(Part of a data file)
╔══
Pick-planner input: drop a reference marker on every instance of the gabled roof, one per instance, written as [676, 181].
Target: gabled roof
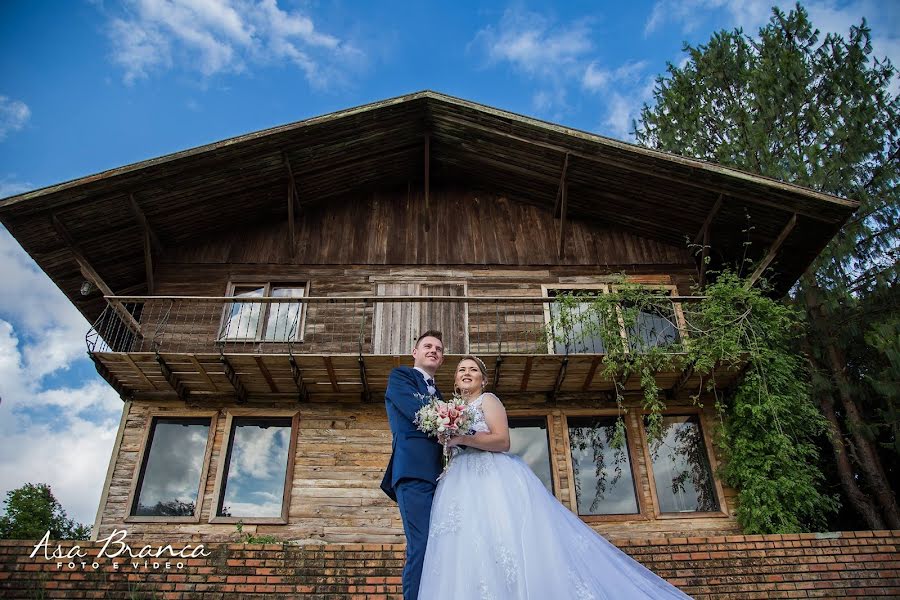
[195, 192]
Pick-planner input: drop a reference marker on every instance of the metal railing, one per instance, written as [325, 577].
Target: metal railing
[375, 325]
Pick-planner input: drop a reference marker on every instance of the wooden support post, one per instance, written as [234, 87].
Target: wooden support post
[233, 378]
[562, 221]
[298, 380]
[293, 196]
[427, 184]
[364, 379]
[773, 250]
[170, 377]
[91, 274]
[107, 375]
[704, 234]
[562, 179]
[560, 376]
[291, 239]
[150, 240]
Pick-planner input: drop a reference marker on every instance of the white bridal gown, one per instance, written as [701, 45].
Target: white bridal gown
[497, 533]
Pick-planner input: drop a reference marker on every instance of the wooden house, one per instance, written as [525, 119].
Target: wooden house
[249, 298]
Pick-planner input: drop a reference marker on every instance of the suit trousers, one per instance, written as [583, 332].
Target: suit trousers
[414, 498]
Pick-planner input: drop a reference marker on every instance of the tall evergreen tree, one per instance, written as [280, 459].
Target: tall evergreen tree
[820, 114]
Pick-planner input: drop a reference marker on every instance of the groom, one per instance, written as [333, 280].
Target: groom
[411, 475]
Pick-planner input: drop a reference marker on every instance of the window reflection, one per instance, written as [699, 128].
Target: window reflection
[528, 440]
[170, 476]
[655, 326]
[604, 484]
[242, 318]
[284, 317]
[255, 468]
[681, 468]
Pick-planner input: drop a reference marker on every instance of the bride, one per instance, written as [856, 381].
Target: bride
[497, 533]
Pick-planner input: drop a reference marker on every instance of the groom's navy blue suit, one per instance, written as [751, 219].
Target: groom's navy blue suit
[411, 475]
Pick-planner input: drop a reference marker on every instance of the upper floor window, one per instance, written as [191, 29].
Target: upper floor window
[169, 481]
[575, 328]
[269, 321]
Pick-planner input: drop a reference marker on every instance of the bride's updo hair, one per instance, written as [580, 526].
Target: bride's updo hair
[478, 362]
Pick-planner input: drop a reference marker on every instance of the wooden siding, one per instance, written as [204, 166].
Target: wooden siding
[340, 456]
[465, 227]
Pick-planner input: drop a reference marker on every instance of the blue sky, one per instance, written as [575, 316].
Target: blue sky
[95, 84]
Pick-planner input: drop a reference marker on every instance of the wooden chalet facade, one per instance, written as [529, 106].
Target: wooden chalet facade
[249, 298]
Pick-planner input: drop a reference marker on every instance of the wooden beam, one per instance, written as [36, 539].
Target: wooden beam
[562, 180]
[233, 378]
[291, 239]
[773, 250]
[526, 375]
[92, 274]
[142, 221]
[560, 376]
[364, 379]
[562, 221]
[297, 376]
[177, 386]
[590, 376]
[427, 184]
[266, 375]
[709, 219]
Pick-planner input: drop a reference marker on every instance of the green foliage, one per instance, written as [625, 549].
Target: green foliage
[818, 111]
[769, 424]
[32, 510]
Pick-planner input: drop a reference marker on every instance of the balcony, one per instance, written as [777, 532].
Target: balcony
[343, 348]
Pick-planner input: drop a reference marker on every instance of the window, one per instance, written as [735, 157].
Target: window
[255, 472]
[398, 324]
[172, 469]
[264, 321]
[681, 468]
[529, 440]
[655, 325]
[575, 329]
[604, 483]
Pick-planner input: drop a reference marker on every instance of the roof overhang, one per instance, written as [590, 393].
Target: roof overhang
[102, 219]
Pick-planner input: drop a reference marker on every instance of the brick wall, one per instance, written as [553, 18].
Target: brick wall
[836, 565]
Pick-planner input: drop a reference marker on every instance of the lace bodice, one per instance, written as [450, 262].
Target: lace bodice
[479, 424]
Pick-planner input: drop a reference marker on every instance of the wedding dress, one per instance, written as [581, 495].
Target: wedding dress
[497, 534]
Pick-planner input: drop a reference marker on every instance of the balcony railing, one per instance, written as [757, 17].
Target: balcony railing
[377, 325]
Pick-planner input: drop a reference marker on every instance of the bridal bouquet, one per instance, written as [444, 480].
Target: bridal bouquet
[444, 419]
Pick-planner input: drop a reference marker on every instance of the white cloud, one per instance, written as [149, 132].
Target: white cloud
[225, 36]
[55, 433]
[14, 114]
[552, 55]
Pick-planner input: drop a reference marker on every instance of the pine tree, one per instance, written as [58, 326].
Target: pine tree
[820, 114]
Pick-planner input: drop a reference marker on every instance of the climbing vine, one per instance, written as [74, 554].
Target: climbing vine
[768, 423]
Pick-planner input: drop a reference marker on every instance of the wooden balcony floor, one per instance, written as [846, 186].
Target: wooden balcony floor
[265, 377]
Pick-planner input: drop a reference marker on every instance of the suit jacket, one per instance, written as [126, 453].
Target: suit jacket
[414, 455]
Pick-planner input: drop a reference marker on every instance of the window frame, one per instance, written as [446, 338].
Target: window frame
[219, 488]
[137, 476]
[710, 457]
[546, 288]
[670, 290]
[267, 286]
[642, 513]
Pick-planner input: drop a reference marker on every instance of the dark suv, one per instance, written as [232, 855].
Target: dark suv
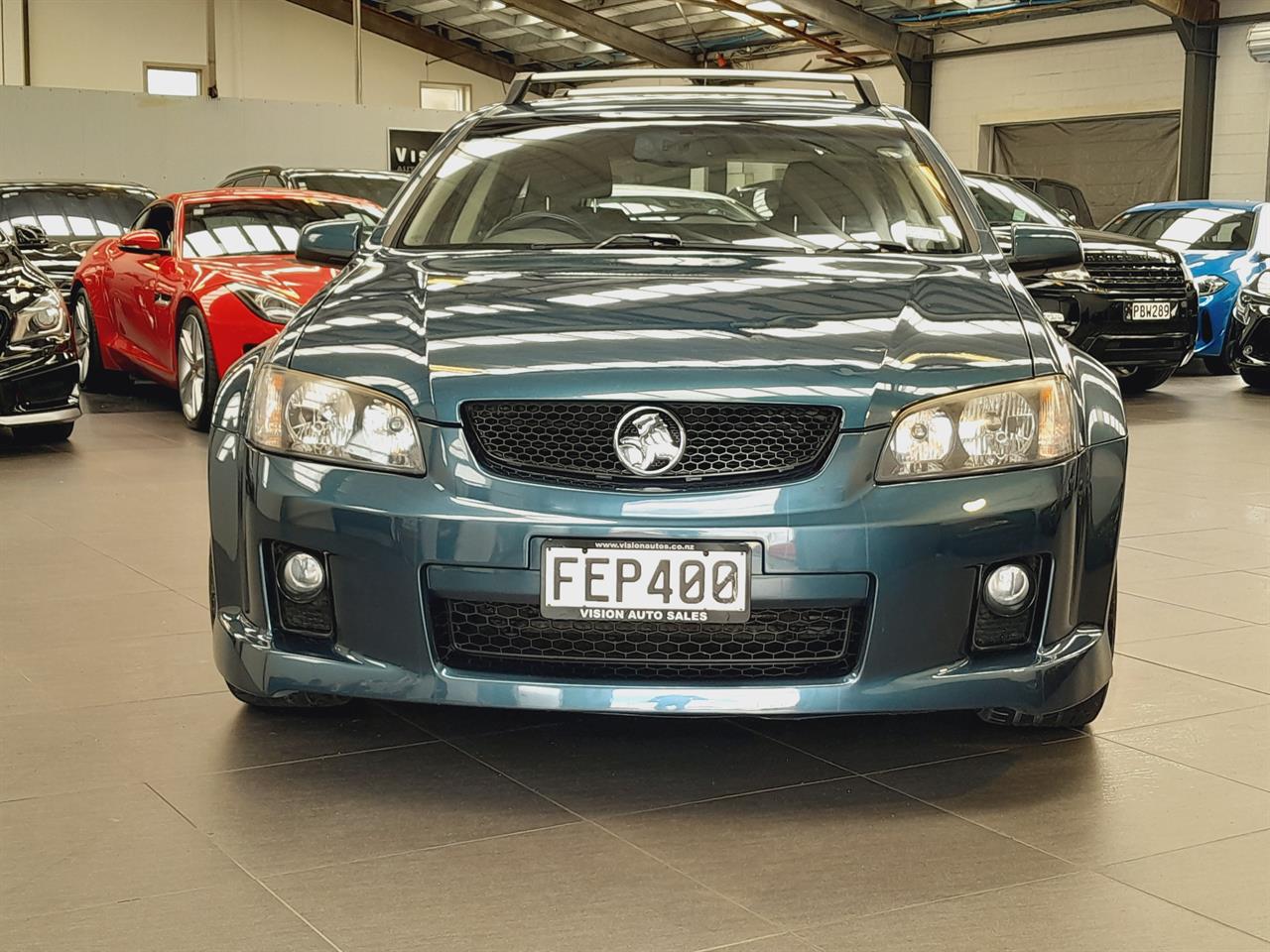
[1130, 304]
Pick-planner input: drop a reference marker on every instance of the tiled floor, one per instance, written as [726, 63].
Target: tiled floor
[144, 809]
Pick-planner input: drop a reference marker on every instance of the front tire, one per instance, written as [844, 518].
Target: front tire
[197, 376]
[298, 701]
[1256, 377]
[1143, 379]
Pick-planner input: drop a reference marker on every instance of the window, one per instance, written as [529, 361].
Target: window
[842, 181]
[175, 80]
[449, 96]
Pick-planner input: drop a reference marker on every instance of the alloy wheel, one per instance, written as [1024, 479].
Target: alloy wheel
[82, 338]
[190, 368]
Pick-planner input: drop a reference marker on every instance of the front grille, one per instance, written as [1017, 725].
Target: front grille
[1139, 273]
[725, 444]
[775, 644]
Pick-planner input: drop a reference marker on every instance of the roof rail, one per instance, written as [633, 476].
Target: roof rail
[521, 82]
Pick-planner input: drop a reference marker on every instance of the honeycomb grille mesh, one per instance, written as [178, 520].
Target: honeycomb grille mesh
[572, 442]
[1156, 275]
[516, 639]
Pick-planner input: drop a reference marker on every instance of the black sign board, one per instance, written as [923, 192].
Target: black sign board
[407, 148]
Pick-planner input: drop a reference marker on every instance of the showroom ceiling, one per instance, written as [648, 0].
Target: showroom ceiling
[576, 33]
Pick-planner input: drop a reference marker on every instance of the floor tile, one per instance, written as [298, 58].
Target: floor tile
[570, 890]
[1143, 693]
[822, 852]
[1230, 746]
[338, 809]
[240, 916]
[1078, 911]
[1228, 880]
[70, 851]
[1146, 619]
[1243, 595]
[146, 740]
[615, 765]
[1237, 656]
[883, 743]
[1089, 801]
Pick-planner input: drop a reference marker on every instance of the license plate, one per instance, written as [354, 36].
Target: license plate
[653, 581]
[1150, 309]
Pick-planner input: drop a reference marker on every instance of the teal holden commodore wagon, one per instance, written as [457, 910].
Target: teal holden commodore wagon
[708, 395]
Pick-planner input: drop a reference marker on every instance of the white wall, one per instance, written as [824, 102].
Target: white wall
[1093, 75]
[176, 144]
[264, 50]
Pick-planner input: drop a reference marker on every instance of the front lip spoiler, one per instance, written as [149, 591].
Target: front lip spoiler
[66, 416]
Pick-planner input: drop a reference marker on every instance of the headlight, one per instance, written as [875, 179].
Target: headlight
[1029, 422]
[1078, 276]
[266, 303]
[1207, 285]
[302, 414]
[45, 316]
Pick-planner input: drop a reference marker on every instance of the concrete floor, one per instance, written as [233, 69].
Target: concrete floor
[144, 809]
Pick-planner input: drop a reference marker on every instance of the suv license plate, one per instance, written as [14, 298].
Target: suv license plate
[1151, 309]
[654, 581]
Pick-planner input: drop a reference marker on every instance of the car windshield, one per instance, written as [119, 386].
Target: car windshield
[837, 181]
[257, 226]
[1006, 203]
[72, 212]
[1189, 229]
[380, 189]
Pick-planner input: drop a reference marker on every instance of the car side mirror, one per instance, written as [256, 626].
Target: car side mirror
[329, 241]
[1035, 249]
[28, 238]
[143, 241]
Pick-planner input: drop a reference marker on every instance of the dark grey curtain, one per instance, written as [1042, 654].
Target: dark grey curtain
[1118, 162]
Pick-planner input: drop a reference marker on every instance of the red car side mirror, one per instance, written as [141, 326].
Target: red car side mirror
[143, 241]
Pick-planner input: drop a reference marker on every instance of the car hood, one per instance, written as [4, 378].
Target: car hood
╚══
Copy out every line unchanged, starting at the line that contains "as [119, 386]." and continuing through the last line of the entries.

Response to the exercise
Pick-planner input: drop a reference marker on every instance of the car windshield, one per instance, written as [119, 386].
Target: car windshield
[837, 181]
[257, 226]
[1006, 203]
[72, 212]
[1189, 229]
[380, 189]
Pick-planner input: drop a reference marker on every instance of the car side mirror, one per instance, written as [256, 626].
Target: car side mirror
[329, 241]
[1035, 249]
[28, 238]
[143, 241]
Pick-planner input: drop a reference marker on every instance of the dark grey curtain, one per instance, written as [1042, 654].
Target: dark grey curtain
[1118, 162]
Pick-planner input: drop a reference marker on every instance of the red car side mirror, one per instance, written as [141, 326].
Target: red car side mirror
[143, 241]
Pick-planner input: drop a reference marker on every instance of the car hood, one per instance, written as [4, 378].
Target: car hood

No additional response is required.